__What is needed__: Format these lines as a numbered list, skipping any blank lines and omitting the pictures.

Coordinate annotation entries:
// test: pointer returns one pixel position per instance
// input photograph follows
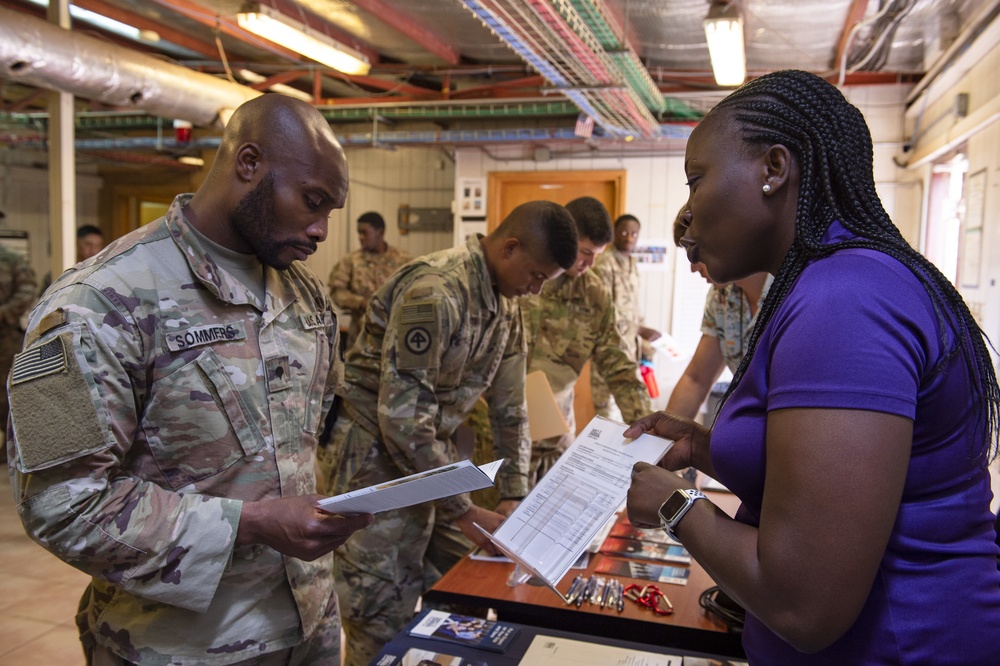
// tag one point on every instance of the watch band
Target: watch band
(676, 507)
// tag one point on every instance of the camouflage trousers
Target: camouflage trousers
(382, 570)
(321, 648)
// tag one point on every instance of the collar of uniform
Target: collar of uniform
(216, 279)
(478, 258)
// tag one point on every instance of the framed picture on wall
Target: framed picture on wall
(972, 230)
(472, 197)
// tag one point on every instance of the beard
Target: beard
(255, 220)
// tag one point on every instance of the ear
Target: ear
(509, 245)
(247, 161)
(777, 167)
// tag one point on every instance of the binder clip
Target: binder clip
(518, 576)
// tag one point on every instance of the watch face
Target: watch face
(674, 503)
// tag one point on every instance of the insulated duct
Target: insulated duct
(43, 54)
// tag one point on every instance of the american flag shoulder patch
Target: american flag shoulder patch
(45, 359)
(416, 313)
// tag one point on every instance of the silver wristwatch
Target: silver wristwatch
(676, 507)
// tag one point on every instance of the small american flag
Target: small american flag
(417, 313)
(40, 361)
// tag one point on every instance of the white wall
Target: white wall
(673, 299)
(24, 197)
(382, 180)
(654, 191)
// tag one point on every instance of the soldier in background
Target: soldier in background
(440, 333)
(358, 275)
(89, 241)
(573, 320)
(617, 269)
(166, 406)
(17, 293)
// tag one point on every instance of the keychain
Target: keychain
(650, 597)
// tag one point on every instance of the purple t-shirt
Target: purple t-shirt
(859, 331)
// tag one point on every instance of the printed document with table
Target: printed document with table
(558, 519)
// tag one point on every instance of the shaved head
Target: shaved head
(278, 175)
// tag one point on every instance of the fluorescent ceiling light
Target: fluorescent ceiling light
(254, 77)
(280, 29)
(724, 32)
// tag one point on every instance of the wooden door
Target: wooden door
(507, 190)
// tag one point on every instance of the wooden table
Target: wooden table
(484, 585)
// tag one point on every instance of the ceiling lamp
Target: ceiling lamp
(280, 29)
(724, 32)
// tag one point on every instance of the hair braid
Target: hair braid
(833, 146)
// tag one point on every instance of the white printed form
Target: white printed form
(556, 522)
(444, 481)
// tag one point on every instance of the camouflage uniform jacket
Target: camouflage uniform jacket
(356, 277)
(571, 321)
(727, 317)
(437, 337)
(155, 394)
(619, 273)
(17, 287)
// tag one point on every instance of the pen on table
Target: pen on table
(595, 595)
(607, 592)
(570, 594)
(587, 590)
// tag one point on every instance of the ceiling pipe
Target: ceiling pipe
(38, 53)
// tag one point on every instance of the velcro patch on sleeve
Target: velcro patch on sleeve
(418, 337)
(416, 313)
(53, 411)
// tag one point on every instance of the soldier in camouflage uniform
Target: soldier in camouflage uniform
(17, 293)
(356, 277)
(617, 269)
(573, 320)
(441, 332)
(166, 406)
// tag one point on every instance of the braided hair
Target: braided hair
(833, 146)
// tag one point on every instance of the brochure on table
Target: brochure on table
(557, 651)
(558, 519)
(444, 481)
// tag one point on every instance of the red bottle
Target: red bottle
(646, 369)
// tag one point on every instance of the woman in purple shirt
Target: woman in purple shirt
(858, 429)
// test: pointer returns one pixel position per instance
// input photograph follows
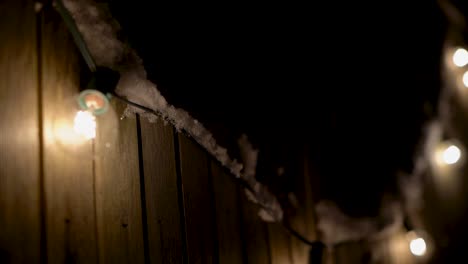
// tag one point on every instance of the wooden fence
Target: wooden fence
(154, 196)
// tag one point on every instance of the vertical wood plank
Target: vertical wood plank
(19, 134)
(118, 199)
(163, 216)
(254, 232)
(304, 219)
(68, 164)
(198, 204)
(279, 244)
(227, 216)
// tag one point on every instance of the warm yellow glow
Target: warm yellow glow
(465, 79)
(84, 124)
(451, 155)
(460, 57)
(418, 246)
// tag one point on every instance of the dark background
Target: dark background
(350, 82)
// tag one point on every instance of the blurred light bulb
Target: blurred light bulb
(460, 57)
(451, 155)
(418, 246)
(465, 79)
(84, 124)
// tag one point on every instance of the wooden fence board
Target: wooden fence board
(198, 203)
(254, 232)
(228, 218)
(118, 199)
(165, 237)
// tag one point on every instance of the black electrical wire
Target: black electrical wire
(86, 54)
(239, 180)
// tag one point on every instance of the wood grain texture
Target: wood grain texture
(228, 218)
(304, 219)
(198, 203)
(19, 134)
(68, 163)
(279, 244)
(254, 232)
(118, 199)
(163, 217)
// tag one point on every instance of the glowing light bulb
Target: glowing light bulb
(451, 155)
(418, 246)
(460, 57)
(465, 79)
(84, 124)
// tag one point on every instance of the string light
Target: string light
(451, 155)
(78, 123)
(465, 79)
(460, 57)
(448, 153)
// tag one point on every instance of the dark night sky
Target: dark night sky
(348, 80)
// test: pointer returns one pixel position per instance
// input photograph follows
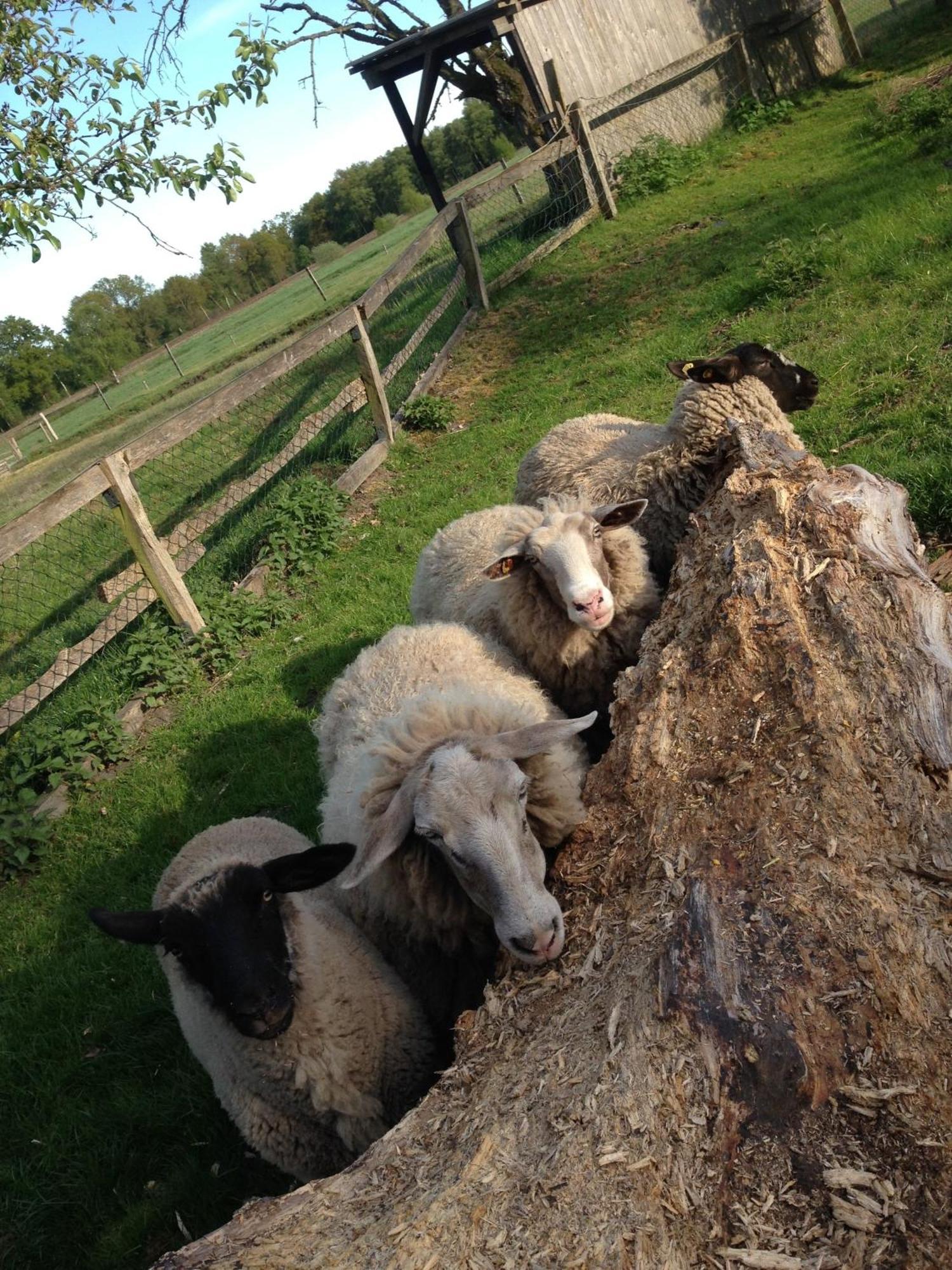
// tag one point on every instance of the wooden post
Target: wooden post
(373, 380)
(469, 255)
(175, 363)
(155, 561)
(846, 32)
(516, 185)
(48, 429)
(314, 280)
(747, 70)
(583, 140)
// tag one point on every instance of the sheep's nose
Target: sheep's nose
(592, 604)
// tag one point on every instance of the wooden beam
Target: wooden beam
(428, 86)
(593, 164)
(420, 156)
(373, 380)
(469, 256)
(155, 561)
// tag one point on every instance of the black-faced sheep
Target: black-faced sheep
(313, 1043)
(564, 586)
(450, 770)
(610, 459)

__Reply__:
1. // test: pointer returns one pixel position per instance
2. // input photograph follows
3. // tag one point on every instance of the watch band
4. Target: watch band
5. (676, 507)
6. // tag one point on every instance of the camouflage trousers
7. Target: camouflage trousers
8. (382, 570)
9. (321, 648)
10. // tag one point on every instance of the collar of uniform
11. Target: collar of uniform
12. (216, 279)
13. (478, 258)
14. // tag one point on every instance of the framed picture on wall
15. Target: framed picture on wall
16. (972, 230)
17. (472, 197)
18. // tag one point on every instance of the beard
19. Target: beard
20. (255, 220)
21. // tag one point on every instance of the ear
22. Target: ear
23. (509, 245)
24. (247, 161)
25. (777, 167)
26. // tag one point on every instance of the binder clip
27. Target: binder clip
28. (518, 576)
29. // tag one point on every instance of the watch face
30. Target: watch face
31. (674, 503)
32. // tag one point on every instance of the insulated duct
33. Target: insulated duct
34. (43, 54)
35. // tag one point on every instance of the american flag shoulder patch
36. Target: american flag shoulder patch
37. (45, 359)
38. (416, 313)
39. // tag one point on every instance of the silver wristwatch
40. Target: silver wristwatch
41. (676, 507)
42. // tag one point on every instance of the small american flag
43. Target: small american flag
44. (417, 313)
45. (40, 361)
46. // tag one point on every instance of the white wall
47. Target: white wall
48. (673, 299)
49. (24, 197)
50. (382, 180)
51. (654, 191)
52. // tag one point on every instance of the soldier in background
53. Target: soldier in background
54. (440, 333)
55. (358, 275)
56. (89, 241)
57. (573, 320)
58. (617, 269)
59. (166, 406)
60. (17, 293)
61. // tag one point on every instance of the keychain
62. Target: keychain
63. (650, 597)
64. // tag one point on every instance of the purple t-shirt
65. Target: purple t-shirt
66. (859, 331)
67. // tag one point on every instance of the printed document with table
68. Target: printed document with table
69. (558, 519)
70. // tag one point on every instance of the shaved head
71. Target: shaved head
72. (278, 175)
73. // tag one point on every instance of the fluorescent ceiling light
74. Target: fluorescent ceiling light
75. (254, 77)
76. (280, 29)
77. (724, 32)
78. // tag one point on every instance of the wooden door
79. Target: wooden door
80. (507, 190)
81. // tag one point on every instance of the wooden table
82. Target: wooden table
83. (484, 585)
84. // tag one point on every instance of the ceiling lamp
85. Target: ceiling lamp
86. (280, 29)
87. (724, 32)
88. // tag one point on every instance of the hair braid
89. Target: hair braid
90. (833, 146)
91. // tag one point on every instance of the white printed form
92. Target: white printed form
93. (556, 522)
94. (444, 481)
95. // tag one point on every instance of the camouflage uniform jacket
96. Target: camouflage uniform jacket
97. (356, 277)
98. (571, 321)
99. (727, 317)
100. (437, 337)
101. (155, 394)
102. (619, 273)
103. (17, 287)
104. // tag one point on every instance of the pen on table
105. Target: pen on table
106. (595, 595)
107. (607, 592)
108. (570, 594)
109. (587, 590)
110. // tag one point on every instance of the ceiling pipe
111. Target: ceiling pipe
112. (38, 53)
113. // tag one point on every instance of the velcro patch on sleeve
114. Target: velcro patch on sleeve
115. (418, 337)
116. (416, 313)
117. (53, 411)
118. // tag one point on every instance of the soldier in camouflage uniform
119. Target: soldier in camouflage uniform
120. (17, 293)
121. (356, 277)
122. (617, 269)
123. (573, 320)
124. (441, 332)
125. (166, 406)
126. // tag one point on every instance of the braided hair
127. Target: braided hair
128. (833, 146)
129. // tag one point on every instance of the brochure on table
130. Target: brochure on table
131. (557, 651)
132. (558, 519)
133. (444, 481)
134. // tag one point on every instance of the red bottle
135. Target: red bottle
136. (646, 369)
137. // tag one point on every instance of the woman in purple shirt
138. Target: woman in purple shirt
139. (858, 429)
140. // test: pointer returns one pixel position per instance
141. // input photograph follows
142. // tag one point on every instance of the wooden fence
143. Target: wooden fence
144. (154, 196)
145. // tag one point on every instance of the vertical wood plank
146. Target: vertical wood plank
147. (19, 134)
148. (118, 199)
149. (163, 216)
150. (254, 232)
151. (304, 219)
152. (68, 164)
153. (198, 204)
154. (279, 244)
155. (227, 216)
156. // tag one point on every instance of the warm yellow glow
157. Target: warm yellow glow
158. (465, 79)
159. (84, 124)
160. (451, 155)
161. (460, 57)
162. (418, 246)
163. // tag one point on every instance of the dark background
164. Target: dark background
165. (350, 82)
166. // tag one point on every instance of the blurred light bulb
167. Target: blurred light bulb
168. (460, 57)
169. (451, 155)
170. (418, 246)
171. (465, 79)
172. (84, 124)
173. // tag one point on every instance of the wooden fence board
174. Target: wooden fence board
175. (198, 203)
176. (254, 232)
177. (228, 218)
178. (118, 199)
179. (165, 237)
180. // tag one point on every instance of the black electrical wire
181. Target: black electrical wire
182. (86, 54)
183. (239, 180)
184. // tag one point on every instance of the wood grain texture
185. Target: wood grain texture
186. (228, 218)
187. (304, 219)
188. (198, 203)
189. (19, 134)
190. (68, 163)
191. (279, 244)
192. (254, 232)
193. (118, 199)
194. (163, 217)
195. // tag one point on every instance of the glowing light bulb
196. Target: glowing light bulb
197. (451, 155)
198. (418, 246)
199. (460, 57)
200. (465, 79)
201. (84, 124)
202. // tag one point on every instance of the string light
203. Target: string light
204. (451, 155)
205. (78, 123)
206. (465, 79)
207. (460, 57)
208. (448, 153)
209. // tag one point on every instance of the dark night sky
210. Target: dark night sky
211. (348, 80)
212. // test: pointer returns one pixel position per instance
213. // input photograph follows
214. // tag one point on every instance of the wooden post
215. Target: wooden post
216. (373, 380)
217. (469, 255)
218. (175, 363)
219. (155, 561)
220. (846, 32)
221. (516, 185)
222. (48, 429)
223. (314, 280)
224. (747, 70)
225. (583, 140)
226. // tag one point on every instance of the sheep's nose
227. Target: sheep's nose
228. (592, 604)
229. // tag one point on every instance of the wooden beam
230. Target: wooden beam
231. (428, 86)
232. (593, 164)
233. (420, 156)
234. (373, 380)
235. (469, 256)
236. (155, 561)
237. // tag one point on every instance of the black-faced sheep
238. Target: black-faced sheep
239. (313, 1043)
240. (564, 586)
241. (450, 770)
242. (610, 459)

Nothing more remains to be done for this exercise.